▶ _AIM_
Keep only the rows below that contain the string "wall", and copy each one out. Case matters.

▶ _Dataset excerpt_
—————
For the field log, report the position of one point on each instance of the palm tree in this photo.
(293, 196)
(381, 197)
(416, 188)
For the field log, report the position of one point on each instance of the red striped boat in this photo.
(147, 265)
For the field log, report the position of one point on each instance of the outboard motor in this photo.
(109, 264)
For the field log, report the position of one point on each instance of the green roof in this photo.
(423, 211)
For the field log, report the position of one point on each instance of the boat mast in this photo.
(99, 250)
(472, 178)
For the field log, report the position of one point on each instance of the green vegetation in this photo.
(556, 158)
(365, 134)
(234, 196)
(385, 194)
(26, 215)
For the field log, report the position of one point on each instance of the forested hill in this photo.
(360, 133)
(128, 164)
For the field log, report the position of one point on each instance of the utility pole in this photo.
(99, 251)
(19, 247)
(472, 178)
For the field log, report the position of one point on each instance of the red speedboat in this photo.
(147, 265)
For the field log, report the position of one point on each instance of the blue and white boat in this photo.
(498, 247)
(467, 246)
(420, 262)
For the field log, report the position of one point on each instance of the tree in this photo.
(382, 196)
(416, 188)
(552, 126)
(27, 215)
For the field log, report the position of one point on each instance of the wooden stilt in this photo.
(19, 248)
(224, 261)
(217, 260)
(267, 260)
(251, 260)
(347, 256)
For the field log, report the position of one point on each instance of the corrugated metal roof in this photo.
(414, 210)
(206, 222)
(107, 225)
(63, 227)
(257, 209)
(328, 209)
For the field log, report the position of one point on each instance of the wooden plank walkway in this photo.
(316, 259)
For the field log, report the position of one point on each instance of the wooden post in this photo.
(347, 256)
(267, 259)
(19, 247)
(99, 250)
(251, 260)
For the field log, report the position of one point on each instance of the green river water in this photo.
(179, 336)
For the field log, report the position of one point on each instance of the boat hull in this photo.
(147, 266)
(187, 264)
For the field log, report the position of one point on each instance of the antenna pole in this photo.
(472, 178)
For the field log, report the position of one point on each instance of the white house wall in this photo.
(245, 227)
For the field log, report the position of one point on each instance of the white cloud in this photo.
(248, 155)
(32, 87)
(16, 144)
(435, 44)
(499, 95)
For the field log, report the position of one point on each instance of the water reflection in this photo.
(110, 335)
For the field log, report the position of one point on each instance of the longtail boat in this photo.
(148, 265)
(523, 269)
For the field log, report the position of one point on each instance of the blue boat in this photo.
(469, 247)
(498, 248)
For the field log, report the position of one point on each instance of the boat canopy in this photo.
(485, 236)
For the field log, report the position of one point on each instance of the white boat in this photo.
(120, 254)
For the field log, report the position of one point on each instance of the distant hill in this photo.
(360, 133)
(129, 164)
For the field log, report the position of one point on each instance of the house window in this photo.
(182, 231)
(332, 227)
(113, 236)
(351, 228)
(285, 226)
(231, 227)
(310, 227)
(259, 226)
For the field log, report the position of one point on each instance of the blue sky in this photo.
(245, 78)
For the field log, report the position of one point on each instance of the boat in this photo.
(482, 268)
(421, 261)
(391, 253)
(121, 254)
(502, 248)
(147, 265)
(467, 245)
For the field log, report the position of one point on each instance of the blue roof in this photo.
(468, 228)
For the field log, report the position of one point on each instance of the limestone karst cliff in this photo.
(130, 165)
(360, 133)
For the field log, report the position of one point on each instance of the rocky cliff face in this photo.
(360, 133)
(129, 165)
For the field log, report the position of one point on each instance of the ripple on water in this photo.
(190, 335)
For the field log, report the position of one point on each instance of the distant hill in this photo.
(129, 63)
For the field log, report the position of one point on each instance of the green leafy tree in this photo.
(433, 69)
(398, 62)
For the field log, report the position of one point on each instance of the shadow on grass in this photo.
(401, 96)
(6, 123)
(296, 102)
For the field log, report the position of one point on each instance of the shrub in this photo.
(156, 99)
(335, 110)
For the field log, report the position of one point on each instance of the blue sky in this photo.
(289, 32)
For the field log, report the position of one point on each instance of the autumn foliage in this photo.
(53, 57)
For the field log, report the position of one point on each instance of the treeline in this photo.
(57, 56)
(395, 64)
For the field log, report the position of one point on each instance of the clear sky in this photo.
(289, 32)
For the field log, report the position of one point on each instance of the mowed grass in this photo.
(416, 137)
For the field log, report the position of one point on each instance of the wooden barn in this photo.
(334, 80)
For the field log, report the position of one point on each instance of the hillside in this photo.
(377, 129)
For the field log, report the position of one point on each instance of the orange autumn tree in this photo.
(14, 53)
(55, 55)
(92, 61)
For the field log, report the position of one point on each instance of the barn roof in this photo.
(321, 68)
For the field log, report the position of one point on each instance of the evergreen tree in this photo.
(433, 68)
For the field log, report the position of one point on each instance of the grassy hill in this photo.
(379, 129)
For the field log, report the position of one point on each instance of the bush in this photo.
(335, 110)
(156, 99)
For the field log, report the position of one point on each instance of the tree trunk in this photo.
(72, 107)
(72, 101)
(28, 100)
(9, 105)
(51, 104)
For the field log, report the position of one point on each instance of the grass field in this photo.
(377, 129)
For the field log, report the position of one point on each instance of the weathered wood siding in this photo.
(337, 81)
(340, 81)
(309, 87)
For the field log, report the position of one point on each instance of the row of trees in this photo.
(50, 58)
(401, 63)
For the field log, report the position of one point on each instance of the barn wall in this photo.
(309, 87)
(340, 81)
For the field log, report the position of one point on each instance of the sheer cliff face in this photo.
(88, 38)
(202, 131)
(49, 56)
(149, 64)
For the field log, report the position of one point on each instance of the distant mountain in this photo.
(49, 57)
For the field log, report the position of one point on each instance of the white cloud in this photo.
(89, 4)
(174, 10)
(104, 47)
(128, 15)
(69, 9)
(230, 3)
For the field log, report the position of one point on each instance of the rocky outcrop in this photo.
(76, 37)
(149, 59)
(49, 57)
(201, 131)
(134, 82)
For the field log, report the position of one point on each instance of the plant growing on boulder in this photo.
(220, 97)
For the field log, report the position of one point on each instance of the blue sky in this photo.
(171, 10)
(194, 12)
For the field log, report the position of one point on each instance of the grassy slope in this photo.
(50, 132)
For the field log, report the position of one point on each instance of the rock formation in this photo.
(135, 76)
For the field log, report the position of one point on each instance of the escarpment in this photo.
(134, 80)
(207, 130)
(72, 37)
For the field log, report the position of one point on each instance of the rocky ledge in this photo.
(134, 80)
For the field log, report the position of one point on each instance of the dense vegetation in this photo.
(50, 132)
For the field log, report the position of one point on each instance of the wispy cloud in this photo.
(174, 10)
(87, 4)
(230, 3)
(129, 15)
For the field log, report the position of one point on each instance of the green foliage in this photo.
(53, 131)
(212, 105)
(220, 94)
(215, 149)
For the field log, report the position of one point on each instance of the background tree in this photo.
—————
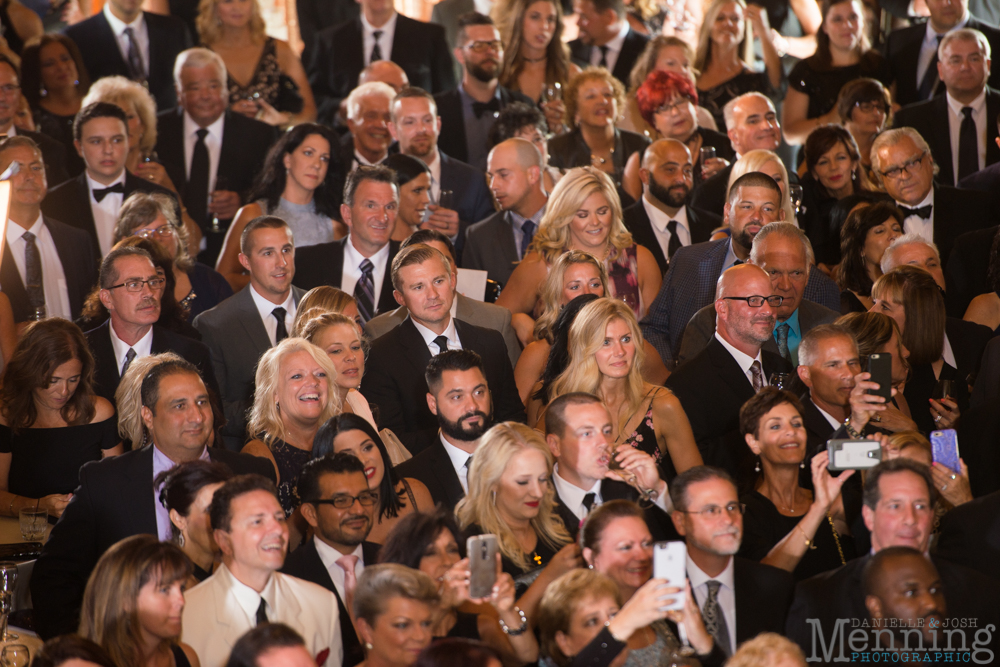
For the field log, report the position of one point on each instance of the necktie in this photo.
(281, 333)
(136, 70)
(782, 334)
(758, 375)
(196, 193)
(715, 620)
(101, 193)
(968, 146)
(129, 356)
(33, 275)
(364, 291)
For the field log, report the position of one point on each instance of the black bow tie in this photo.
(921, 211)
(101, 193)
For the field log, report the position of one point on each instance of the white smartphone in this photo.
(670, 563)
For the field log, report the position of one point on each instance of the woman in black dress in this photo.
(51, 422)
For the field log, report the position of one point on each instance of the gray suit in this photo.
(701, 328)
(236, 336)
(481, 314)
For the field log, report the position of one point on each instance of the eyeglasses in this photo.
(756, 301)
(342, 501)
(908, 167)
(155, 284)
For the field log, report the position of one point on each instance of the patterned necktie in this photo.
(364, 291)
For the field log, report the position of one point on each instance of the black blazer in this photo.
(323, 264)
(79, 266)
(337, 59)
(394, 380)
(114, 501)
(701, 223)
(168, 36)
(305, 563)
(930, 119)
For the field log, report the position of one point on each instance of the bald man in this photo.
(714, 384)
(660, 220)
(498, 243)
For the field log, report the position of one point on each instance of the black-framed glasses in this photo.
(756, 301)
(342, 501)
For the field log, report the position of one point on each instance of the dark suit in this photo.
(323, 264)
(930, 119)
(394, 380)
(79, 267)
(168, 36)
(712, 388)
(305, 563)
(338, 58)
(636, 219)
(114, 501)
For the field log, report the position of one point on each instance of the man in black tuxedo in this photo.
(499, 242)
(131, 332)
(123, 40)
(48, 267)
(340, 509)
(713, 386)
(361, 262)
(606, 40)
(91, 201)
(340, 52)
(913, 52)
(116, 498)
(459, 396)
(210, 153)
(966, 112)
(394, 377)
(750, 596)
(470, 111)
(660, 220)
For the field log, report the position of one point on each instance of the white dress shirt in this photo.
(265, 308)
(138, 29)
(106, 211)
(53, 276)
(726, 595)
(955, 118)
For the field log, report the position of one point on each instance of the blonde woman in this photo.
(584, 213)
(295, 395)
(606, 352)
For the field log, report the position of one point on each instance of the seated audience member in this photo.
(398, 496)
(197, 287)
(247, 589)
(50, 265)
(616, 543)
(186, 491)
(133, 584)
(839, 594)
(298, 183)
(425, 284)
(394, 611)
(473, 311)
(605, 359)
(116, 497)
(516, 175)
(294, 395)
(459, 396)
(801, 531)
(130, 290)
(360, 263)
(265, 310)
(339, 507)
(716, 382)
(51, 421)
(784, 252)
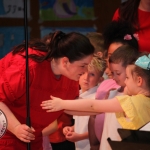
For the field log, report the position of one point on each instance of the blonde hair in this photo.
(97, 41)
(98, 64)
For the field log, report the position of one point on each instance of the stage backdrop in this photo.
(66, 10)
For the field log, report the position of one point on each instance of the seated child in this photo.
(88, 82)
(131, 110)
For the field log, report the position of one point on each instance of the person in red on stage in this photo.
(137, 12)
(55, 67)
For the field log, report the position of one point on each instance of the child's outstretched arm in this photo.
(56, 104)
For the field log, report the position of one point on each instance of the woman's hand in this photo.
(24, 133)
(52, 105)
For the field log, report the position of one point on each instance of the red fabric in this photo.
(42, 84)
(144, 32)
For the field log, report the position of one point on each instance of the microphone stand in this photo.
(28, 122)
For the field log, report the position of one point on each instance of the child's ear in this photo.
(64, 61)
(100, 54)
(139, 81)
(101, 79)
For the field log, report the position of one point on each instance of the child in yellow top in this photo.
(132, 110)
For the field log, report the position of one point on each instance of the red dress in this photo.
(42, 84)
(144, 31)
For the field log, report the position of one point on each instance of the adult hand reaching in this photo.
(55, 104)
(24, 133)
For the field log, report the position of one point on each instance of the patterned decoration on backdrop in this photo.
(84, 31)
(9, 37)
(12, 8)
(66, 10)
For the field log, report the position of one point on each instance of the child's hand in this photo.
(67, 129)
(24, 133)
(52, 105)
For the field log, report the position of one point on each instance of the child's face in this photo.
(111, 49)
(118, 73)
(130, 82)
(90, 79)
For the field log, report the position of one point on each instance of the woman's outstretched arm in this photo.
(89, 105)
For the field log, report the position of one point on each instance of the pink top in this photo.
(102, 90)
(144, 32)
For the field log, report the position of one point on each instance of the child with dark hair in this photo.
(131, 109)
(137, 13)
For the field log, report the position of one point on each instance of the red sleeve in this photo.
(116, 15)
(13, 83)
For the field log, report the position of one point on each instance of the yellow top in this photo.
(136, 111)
—————
▶ _COMPLETE RESPONSE_
For the field log, report the position of one point on each instance of the white house wall in this photo.
For the field log, report the position of one point on each instance of the barn wall in this photo.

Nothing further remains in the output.